- **WORK TO DO**:
1. Answer these about the sentiment analysis excerpt, please, marking each answer (a), (b), (c):
(a) For what two purposes can sentiment analysis be used?
(b) What did Banbhrani et al. use sentiment analysis to predict?
(c) What problem does the deep learning technique have?
2. Resume the sentiment analysis excerpt, beginning after its final sentence.

- **DOCUMENT EXCERPT**:
__________________________________________________

Sentiment analysis helps to find the response of the user related to the product and this technique can be used for sales prediction or to improve the product quality. Sentiment analysis is a challenging process in large e-commerce review data due to the presence of unstructured data. Recent research related to sentiment analysis was reviewed in this Section.
Feature extraction methods
Banbhrani et al. [11] applied the sentiment analysis technique for the prediction of review ratings based on feature extraction techniques. The model provides significant features such as number of sentences, emoticons, hashtags, elongated words, punctuation marks, numerical words, number of capitalized words, Term Frequency Inverse Document Frequency (TF-IDF), and SentiWordNet-based statistical features. Sentiment classification was performed using random multimodal deep learning and extracted features. The developed technique was a supervised technique and deep learning technique has an overfitting problem.

__________________________________________________

- **DATASET ROWS**:
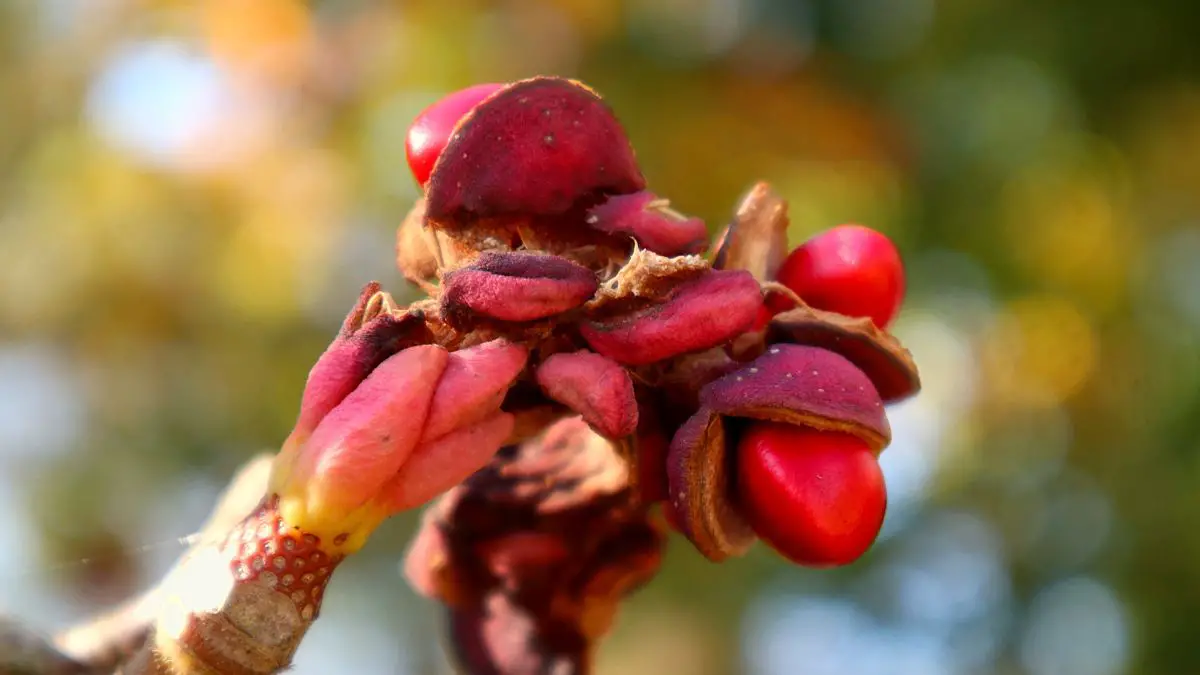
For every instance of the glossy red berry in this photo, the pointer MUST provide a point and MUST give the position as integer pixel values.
(431, 130)
(850, 269)
(817, 497)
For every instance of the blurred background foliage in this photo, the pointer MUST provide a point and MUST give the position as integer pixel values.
(192, 192)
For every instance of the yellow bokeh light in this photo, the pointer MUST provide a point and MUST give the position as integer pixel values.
(1039, 352)
(269, 37)
(1068, 226)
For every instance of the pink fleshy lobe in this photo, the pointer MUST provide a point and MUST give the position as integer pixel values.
(363, 344)
(593, 386)
(367, 437)
(515, 286)
(473, 386)
(701, 314)
(647, 219)
(534, 148)
(438, 465)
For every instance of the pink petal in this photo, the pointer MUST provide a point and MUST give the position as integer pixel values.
(593, 386)
(359, 347)
(473, 386)
(366, 438)
(437, 466)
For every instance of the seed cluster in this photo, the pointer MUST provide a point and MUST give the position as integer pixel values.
(264, 549)
(715, 382)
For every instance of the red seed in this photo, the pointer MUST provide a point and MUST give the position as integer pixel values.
(431, 130)
(850, 269)
(817, 497)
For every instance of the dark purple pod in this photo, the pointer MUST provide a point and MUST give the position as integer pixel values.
(877, 353)
(515, 286)
(533, 149)
(593, 386)
(651, 222)
(697, 315)
(790, 383)
(807, 387)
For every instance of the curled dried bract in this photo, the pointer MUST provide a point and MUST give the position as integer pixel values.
(791, 383)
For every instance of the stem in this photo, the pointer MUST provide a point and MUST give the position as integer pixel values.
(240, 605)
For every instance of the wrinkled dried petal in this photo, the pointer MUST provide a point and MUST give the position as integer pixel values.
(701, 314)
(804, 386)
(651, 222)
(756, 240)
(700, 488)
(593, 386)
(888, 365)
(515, 286)
(534, 148)
(414, 256)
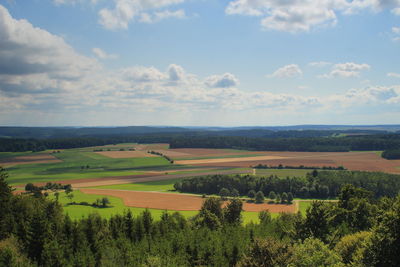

__________________________________________________

- **SOLVED TASKS**:
1.
(a) Sales prediction and improving product quality.
(b) Review ratings.
(c) Overfitting.</t1>

2.
Wei and Song [12] construct a classification model based on text sentiment and a multi-input matrix was used to combine sentiment features that provide input of multi-channel CNN to extract sentiment features for text sentiment classification. The model also developed an image sentiment classification model using face images and global image merging. The supervision module on CNN with weighted loss was applied to extract features of facial sentiment, whole image sentiment was fused with facial target sentiment to determine image sentiment polarity. The text and image sentiment output were fused for the decision fusion method for the classification technique. The fusion of features creates an overfitting technique and irrelevant features affect the classification performance.
Shobana and Murali [13] applied the skip-gram technique for semantic and contextual feature extraction of words. LSTM model was applied for learning the complex textual pattern and the Adaptive Particle Swarm Optimization (APSO) model was applied for weight parameters. The Adaptive Particle Swarm Optimization model has a local optima trap and lower efficiency in the classification.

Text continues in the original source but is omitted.